REQUIREMENT 1 >> In the court opinion below, which company issued the payment and performance bond for the school project?

SUPPLIED TEXT >>
On appeal from the Superior Court of New Jersey, Law Division, Atlantic County, ATL-163-03.
Before Judges Braithwaite, Lisa and Winkelstein.
The opinion of the court was delivered by: Winkelstein, J.A.D.
NOT FOR PUBLICATION WITHOUT THE APPROVAL OF THE APPELLATE DIVISION
This case arises out of a contract to build the Atlantic County Special Services School and requires an interpretation of the New Jersey Public Works Bond Act, N.J.S.A. 2A:44-143 to -148 (the Bond Act), which protects laborers, subcontractors and material suppliers who work on public construction projects. Plaintiff is a material supplier that is owed money from Mastro Masonry Contractors, the project masonry subcontractor, for materials plaintiff supplied to Mastro for the project. Consequently, plaintiff sued Mastro, Ernest Bock and Sons, the general contractor, and XL Specialty Insurance Company, the company that issued the payment and performance bond for the project. Mastro is out of business and was never served with the complaint.

DATA TO PROCESS >>
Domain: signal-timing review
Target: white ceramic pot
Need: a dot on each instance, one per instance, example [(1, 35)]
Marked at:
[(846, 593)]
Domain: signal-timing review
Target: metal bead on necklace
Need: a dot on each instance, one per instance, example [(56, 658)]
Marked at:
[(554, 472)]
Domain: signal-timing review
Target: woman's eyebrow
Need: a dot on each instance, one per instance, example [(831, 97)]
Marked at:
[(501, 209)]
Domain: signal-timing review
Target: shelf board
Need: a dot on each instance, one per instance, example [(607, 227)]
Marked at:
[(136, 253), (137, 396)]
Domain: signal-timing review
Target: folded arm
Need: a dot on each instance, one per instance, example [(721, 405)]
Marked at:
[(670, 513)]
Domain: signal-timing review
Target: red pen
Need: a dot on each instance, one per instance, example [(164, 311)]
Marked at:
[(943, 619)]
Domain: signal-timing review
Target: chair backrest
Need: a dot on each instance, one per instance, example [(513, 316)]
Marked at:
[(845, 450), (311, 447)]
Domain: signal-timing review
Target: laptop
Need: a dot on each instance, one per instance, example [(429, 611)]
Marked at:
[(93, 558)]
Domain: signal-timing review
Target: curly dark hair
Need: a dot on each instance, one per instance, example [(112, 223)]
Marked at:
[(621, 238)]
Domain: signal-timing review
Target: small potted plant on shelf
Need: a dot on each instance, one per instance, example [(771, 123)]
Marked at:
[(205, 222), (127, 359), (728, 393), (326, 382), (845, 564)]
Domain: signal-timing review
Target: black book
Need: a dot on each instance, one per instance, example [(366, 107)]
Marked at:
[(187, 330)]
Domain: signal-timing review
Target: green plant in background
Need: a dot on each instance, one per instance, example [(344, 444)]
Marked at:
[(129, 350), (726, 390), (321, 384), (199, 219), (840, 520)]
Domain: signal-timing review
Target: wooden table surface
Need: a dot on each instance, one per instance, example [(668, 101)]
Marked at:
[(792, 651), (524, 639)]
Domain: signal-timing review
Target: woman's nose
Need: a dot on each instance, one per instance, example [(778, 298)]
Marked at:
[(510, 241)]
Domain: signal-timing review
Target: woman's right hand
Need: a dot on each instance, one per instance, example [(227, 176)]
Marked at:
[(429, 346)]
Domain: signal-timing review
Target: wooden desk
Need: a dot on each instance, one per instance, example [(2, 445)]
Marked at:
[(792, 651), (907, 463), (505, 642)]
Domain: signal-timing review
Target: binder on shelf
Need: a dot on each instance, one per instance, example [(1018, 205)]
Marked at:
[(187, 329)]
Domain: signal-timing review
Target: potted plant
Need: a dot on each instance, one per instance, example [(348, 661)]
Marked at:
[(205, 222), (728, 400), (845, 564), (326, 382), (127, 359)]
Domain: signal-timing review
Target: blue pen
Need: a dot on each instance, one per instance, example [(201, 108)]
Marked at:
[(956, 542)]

--

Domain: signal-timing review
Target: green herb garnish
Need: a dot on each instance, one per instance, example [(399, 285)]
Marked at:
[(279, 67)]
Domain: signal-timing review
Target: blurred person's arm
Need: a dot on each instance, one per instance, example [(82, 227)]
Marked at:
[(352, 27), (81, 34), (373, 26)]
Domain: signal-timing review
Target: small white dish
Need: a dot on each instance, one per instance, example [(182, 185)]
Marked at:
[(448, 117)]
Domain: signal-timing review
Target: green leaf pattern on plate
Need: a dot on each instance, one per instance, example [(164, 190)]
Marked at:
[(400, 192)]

REQUIREMENT 2 >> How many lines in the entries above contain the string "wooden"? Reply with the number only.

TASK SOLUTION 1 >> XL Specialty Insurance Company.

TASK SOLUTION 2 >> 2